Stored data:
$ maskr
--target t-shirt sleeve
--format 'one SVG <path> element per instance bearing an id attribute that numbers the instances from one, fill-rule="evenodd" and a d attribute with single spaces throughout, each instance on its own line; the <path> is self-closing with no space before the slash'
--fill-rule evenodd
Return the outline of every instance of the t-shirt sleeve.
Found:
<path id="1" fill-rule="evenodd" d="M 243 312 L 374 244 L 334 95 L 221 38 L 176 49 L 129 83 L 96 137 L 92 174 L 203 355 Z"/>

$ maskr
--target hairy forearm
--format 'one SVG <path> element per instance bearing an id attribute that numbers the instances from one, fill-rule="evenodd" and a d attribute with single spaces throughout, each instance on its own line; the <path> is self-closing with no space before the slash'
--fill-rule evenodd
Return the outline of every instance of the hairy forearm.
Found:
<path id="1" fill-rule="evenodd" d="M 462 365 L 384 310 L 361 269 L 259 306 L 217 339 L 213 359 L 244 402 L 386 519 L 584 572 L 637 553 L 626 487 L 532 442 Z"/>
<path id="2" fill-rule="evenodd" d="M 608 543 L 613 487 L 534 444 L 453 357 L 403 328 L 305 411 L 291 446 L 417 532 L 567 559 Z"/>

● **JOB**
Print these lines again verbatim, covering all of the records.

● **RESULT OF THE TASK**
$ maskr
--target t-shirt sleeve
--format 'one SVG <path> element per instance bearing an id attribute that numbers the instances from one, fill-rule="evenodd" and a d attribute with single spaces throughout, each instance on its own line; the <path> is self-closing with no space before the slash'
--fill-rule evenodd
Return the outline of every instance of the t-shirt sleeve.
Found:
<path id="1" fill-rule="evenodd" d="M 243 312 L 374 244 L 334 95 L 221 38 L 176 49 L 129 83 L 96 137 L 92 174 L 203 355 Z"/>

$ maskr
--target hairy forearm
--format 'one SVG <path> element per instance bearing an id attribute that numbers the instances from one, fill-rule="evenodd" and a d attribute with single spaces throughout, each instance on its own line; the <path> is self-closing with no space before the slash'
--fill-rule evenodd
Return the outline of every instance of the hairy forearm.
Found:
<path id="1" fill-rule="evenodd" d="M 462 365 L 384 310 L 361 269 L 259 306 L 217 339 L 213 359 L 244 402 L 386 519 L 584 572 L 637 553 L 626 487 L 532 442 Z"/>
<path id="2" fill-rule="evenodd" d="M 608 543 L 613 487 L 534 444 L 453 357 L 403 328 L 305 411 L 291 446 L 417 532 L 567 559 Z"/>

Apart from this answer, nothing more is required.